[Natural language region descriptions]
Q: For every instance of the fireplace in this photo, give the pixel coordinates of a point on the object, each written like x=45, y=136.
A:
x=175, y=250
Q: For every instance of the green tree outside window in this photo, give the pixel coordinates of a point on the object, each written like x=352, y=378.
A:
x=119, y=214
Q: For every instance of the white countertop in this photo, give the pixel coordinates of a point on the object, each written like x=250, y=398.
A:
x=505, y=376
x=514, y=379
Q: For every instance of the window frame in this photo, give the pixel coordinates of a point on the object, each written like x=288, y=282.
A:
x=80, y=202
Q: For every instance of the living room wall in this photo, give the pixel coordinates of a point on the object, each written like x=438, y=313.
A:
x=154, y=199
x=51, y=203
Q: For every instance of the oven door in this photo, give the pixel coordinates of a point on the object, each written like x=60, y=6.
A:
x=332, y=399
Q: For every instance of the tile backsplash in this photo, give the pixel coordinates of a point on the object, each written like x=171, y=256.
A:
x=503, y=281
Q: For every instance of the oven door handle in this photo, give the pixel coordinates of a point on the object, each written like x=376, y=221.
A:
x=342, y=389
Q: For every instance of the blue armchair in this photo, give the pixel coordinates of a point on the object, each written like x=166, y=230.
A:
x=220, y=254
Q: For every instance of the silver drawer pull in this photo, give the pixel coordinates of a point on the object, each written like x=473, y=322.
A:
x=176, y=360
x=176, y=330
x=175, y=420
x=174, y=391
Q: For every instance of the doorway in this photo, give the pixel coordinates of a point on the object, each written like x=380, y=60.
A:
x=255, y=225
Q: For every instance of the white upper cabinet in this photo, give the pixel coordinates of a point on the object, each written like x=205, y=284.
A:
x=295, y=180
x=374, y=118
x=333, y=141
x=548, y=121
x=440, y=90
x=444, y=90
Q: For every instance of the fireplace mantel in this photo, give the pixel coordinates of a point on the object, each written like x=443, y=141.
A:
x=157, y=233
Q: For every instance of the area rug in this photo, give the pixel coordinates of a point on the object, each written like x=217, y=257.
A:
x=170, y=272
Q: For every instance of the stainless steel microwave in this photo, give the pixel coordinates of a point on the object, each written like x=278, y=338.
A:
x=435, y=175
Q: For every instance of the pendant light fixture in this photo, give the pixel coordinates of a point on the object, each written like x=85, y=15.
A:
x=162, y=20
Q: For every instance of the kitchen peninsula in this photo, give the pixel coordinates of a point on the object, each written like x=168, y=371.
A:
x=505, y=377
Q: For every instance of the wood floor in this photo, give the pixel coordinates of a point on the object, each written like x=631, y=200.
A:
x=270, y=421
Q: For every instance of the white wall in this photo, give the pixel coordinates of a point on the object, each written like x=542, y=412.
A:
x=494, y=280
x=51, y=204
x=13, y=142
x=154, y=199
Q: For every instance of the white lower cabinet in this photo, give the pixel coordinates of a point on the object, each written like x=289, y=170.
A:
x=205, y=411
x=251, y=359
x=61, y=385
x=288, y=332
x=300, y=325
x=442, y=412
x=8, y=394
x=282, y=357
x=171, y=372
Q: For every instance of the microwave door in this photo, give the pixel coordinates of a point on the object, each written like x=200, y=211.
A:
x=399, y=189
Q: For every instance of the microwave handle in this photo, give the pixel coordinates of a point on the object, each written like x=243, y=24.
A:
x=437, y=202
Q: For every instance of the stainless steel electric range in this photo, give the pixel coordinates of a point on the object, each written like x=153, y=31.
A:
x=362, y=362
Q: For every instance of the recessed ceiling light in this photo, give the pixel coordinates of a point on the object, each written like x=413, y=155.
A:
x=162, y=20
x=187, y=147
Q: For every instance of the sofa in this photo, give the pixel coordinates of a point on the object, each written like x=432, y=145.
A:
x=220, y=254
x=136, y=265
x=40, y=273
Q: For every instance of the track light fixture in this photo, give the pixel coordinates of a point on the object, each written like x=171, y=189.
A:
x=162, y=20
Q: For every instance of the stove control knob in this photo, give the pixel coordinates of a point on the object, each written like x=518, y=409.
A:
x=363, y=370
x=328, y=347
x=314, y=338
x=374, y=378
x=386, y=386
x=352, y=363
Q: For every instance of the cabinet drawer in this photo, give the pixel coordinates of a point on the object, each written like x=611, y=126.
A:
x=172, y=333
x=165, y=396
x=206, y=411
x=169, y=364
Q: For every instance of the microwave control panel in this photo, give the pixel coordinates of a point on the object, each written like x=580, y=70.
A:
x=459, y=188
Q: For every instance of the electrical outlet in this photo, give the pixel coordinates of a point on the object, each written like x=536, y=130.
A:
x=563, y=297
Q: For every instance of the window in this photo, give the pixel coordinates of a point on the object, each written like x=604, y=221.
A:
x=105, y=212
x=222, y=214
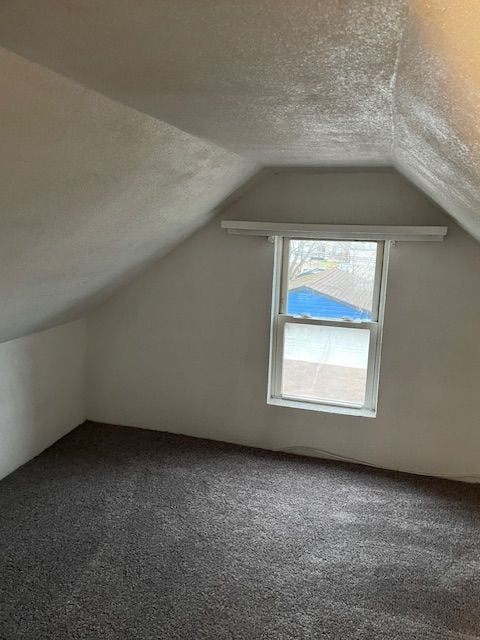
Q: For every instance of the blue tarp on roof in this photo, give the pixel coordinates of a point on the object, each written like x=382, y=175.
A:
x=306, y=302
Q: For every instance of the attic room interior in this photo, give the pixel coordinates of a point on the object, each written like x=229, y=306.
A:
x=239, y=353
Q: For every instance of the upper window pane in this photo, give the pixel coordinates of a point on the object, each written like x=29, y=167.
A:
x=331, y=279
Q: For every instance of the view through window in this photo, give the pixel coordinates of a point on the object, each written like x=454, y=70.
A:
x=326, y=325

...

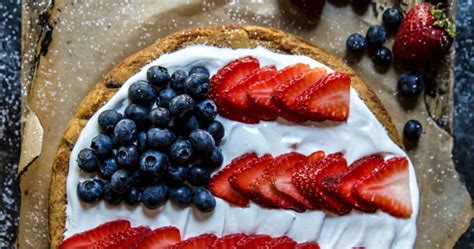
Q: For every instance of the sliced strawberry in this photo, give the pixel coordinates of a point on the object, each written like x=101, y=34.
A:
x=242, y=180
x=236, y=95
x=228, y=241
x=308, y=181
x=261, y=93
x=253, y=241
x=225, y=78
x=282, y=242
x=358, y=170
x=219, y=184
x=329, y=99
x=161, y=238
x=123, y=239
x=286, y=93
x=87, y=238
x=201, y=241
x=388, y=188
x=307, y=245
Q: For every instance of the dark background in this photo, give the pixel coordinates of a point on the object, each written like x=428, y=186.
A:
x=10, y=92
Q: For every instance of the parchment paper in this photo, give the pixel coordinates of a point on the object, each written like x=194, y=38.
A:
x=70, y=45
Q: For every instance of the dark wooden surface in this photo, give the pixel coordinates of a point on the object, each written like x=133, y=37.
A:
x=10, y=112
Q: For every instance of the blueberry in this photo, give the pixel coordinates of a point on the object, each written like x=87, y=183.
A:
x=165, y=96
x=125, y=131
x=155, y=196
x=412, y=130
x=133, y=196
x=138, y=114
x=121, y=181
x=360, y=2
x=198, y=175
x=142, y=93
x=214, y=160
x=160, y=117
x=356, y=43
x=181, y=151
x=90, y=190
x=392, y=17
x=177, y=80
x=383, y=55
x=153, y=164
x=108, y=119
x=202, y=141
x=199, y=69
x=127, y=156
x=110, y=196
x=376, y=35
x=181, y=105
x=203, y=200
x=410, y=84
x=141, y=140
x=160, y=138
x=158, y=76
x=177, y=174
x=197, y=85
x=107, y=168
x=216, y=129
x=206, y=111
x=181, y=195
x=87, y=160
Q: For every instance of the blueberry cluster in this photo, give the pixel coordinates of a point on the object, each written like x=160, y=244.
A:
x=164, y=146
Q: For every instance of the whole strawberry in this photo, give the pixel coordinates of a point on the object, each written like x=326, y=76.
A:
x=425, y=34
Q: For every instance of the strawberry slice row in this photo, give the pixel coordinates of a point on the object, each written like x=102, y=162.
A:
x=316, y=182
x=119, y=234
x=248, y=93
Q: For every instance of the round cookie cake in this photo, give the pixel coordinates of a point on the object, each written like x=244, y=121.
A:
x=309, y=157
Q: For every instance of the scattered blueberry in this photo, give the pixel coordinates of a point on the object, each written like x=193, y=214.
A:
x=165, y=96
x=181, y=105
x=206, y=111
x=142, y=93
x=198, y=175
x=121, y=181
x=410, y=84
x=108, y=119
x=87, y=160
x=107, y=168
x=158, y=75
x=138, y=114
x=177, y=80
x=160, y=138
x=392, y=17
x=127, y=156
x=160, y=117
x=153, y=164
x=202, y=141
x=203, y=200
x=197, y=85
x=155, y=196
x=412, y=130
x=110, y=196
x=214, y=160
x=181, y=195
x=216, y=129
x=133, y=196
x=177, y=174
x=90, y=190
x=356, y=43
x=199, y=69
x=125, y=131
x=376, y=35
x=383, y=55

= Exercise instructions =
Starting with the line that holds "Q: For every instance of the fireplace in" and ending with the line that holds "Q: For every instance of the white countertop", retype every line in the data above exactly, and nothing else.

= Reply =
Q: For every instance of the fireplace in this photo, give the pixel coordinates of a point on the object, each written like x=45, y=136.
A:
x=175, y=250
Q: For every instance of the green tree outside window in this photo, give the pixel coordinates of a point on the object, each written like x=352, y=378.
A:
x=119, y=214
Q: For every instance of the white countertop in this photo, give the pixel coordinates of a point on the object, each written like x=250, y=398.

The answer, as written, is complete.